Here’s what I’ve spent the last couple of days doing: alternatively reading Christian Rudder’s new book Dataclysm and proofreading a report by AAPOR which discusses the benefits, dangers, and ethics of using big data, which is mostly “found” data originally meant for some other purpose, as a replacement for public surveys, with their carefully constructed data collection processes and informed consent. The AAPOR folk have asked me to provide tangible examples of the dangers of using big data to infer things about public opinion, and I am tempted to simply ask them all to read Dataclysm as exhibit A.
Rudder is a co-founder of OKCupid, an online dating site. His book mainly pertains to how people search for love and sex online, and how they represent themselves in their profiles.
Here’s something that I will mention for context into his data explorations: Rudder likes to crudely provoke, as he displayed when he wrote this recent post explaining how OKCupid experiments on users. He enjoys playing the part of the somewhat creepy detective, peering into what OKCupid users thought was a somewhat private place to prepare themselves for the dating world. It’s the online equivalent of a video camera in a changing booth at a department store, which he defended not-so-subtly on a recent NPR show called On The Media, and which was written up here.
I won’t dwell on that aspect of the story because I think it’s a good and timely conversation, and I’m glad the public is finally waking up to what I’ve known for years is going on. I’m actually happy Rudder is so nonchalant about it because there’s no pretense.
Even so, I’m less happy with his actual data work. Let me tell you why I say that with a few examples.
Who are OKCupid users?
I spent a lot of time with my students this summer saying that a standalone number wouldn’t be interesting, that you have to compare that number to some baseline that people can understand. So if I told you how many black kids have been stopped and frisked this year in NYC, I’d also need to tell you how many black kids live in NYC for you to get an idea of the scope of the issue. It’s a basic fact about data analysis and reporting.
When you’re dealing with populations on dating sites and you want to conclude things about the larger culture, the relevant “baseline comparison” is how well the members of the dating site represent the population as a whole. Rudder doesn’t do this. Instead he just says there are lots of people OKCupid for the first few chapters, and then later on after he’s made a few spectacularly broad statements, on page 104 he compares the users of OKCupid to the wider internet users, but not to the general population.
It’s an inappropriate baseline, made too late. Because I’m not sure about you but I don’t have a keen sense of the population of internet users. I’m pretty sure very young kids and old people are not well represented, but that’s about it. My students would have know to compare a population to the census. It needs to happen.
How do you collect your data?
Let me back up to the very beginning of the book, where Rudder startles us by showing us that the men that women rate “most attractive” are about their age whereas the women that men rate “most attractive” are consistently 20 years old, no matter how old the men are.
Actually, I am projecting. Rudder never actually specifically tells us what the rating is, how it’s exactly worded, and how the profiles are presented to the different groups. And that’s a problem, which he ignores completely until much later in the book when he mentions that how survey questions are worded can have a profound effect on how people respond, but his target is someone else’s survey, not his OKCupid environment.
------------------------------------------------------------------------
▶ **Required task 1**:
In the Dataclysm passage, on what page does Rudder compare OKCupid users to wider internet users?
▶ **Required task 2**:
Write the next part of the Dataclysm passage, picking up right after its last sentence.
None of the data placed after this note is needed.

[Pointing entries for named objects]
------------------------------------------------------------------------
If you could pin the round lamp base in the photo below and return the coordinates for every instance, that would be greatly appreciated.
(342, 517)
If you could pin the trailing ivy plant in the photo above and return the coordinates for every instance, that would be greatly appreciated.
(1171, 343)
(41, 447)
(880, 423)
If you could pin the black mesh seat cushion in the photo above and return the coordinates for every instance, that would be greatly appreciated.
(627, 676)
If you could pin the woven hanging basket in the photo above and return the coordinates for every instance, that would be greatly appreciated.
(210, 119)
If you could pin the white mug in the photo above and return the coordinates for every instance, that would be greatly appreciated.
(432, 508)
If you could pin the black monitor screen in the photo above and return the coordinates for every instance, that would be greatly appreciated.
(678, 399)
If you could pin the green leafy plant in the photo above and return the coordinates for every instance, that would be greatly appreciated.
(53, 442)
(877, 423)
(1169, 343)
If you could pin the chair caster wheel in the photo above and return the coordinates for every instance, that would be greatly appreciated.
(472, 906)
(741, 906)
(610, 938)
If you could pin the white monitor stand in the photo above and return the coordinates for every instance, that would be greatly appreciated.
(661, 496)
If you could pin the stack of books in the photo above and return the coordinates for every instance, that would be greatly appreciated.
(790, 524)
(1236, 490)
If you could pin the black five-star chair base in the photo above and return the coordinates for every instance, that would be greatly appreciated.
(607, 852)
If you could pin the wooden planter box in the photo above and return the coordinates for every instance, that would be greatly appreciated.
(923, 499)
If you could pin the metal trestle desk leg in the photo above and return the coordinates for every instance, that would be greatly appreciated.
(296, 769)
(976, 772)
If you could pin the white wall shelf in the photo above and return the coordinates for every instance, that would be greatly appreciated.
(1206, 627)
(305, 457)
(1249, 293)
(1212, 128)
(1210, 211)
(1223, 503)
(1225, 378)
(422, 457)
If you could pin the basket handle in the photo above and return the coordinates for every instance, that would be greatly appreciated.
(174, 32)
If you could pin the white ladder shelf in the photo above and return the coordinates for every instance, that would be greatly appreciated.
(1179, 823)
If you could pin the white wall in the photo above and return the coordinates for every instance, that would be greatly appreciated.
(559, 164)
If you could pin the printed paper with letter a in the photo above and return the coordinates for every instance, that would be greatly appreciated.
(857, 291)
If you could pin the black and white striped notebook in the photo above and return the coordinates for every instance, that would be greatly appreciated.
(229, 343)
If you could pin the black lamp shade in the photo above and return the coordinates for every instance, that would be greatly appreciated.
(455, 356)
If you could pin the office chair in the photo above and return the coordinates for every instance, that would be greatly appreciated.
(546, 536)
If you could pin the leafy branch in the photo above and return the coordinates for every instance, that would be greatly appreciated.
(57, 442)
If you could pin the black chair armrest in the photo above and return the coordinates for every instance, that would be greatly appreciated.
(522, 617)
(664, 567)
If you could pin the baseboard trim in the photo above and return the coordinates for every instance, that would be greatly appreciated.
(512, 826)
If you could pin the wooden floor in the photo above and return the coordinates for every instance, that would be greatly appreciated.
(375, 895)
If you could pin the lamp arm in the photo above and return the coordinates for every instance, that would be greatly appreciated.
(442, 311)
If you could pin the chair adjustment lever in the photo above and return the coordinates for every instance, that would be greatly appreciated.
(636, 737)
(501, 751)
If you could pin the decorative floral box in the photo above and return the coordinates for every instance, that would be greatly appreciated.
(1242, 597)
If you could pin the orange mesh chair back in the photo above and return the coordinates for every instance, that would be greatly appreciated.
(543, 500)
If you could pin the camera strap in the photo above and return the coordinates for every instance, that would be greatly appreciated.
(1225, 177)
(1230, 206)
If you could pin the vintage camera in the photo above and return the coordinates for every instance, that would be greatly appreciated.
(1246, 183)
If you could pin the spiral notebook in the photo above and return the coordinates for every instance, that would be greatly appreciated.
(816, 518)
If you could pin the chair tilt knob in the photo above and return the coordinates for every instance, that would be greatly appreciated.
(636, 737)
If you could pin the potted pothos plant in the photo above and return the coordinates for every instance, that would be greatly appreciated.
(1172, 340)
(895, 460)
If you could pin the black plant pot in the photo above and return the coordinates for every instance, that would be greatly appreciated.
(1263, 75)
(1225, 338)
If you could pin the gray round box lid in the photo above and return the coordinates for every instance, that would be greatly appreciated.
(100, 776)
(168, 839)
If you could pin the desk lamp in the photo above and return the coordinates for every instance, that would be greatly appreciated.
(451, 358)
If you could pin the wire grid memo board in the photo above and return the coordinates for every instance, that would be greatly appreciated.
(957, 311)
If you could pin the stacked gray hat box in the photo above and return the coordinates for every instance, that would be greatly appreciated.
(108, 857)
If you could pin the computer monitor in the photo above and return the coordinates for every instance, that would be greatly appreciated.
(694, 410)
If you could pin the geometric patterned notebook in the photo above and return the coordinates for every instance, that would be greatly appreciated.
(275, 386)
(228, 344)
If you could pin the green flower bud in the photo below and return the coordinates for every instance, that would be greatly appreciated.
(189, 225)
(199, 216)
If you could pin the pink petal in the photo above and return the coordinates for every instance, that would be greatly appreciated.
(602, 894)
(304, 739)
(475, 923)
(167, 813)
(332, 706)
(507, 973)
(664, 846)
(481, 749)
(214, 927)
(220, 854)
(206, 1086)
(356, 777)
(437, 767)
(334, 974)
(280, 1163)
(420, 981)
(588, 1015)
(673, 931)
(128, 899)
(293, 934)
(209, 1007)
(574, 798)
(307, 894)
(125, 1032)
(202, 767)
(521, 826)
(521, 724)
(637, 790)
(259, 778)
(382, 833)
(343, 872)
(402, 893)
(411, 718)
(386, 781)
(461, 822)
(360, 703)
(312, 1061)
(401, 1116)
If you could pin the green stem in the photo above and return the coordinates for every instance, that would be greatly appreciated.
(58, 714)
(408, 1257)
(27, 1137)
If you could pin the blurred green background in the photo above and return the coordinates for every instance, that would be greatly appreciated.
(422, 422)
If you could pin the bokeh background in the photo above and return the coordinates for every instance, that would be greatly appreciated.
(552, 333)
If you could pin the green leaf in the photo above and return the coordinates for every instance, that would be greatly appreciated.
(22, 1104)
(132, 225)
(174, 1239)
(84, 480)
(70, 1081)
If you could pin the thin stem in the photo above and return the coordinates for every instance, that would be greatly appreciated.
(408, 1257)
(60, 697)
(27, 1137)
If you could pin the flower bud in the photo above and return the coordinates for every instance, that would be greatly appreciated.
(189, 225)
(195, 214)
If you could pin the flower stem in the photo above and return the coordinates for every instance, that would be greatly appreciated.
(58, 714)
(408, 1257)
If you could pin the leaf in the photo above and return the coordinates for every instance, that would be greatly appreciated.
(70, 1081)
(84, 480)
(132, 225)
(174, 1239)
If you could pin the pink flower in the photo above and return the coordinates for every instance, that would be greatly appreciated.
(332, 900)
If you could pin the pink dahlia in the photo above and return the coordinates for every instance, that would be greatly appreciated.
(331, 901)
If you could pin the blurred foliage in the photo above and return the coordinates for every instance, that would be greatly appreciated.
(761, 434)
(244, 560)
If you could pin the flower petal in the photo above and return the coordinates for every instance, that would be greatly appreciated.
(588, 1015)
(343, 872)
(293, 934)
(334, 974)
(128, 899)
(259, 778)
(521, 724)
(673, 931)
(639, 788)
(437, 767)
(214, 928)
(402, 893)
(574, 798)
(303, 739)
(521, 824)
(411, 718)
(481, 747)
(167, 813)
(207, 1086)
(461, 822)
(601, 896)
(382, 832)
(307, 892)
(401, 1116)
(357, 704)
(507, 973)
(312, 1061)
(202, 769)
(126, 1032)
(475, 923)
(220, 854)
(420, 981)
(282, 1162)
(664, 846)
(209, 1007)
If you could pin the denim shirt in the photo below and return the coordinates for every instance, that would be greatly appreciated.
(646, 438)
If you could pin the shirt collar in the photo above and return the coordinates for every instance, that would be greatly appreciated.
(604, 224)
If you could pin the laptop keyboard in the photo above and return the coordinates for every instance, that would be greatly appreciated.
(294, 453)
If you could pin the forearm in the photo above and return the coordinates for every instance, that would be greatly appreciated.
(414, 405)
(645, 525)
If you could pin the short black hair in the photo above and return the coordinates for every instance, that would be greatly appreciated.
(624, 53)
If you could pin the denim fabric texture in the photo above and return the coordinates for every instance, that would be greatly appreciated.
------------------------------------------------------------------------
▶ **Right answer 1**:
Page 104.

▶ **Right answer 2**:
Words matter, and they matter differently for men and women. So for example, if there were a button for “eye candy,” we might expect women to choose more young men. If my guess is correct, and the term in use is “most attractive”, then for men it might well trigger a sexual concept whereas for women it might trigger a different social construct; indeed I would assume it does.
Since this isn’t a porn site, it’s a dating site, we are not filtering for purely visual appeal; we are looking for relationships. We are thinking beyond what turns us on physically and asking ourselves, who would we want to spend time with? Who would our family like us to be with? Who would make us be attractive to ourselves? Those are different questions and provoke different answers. And they are culturally interesting questions, which Rudder never explores. A lost opportunity.
Next, how does the recommendation engine work? I can well imagine that, once you’ve rated Profile A high, there is an algorithm that finds Profile B such that “people who liked Profile A also liked Profile B”. If so, then there’s yet another reason to worry that such results as Rudder described are produced in part as a result of the feedback loop engendered by the recommendation engine. But he doesn’t explain how his data is collected, how it is prompted, or the exact words that are used.
Here’s a clue that Rudder is confused by his own facile interpretations: men and women both state that they are looking for relationships with people around their own age or slightly younger, and that they end up messaging people slightly younger than they are but not many many years younger. So forty year old men do not message twenty year old women.
Is this sad sexual frustration? Is this, in Rudder’s words, the difference between what they claim they want and what they really want behind closed doors? Not at all. This is more likely the difference between how we live our fantasies and how we actually realistically see our future.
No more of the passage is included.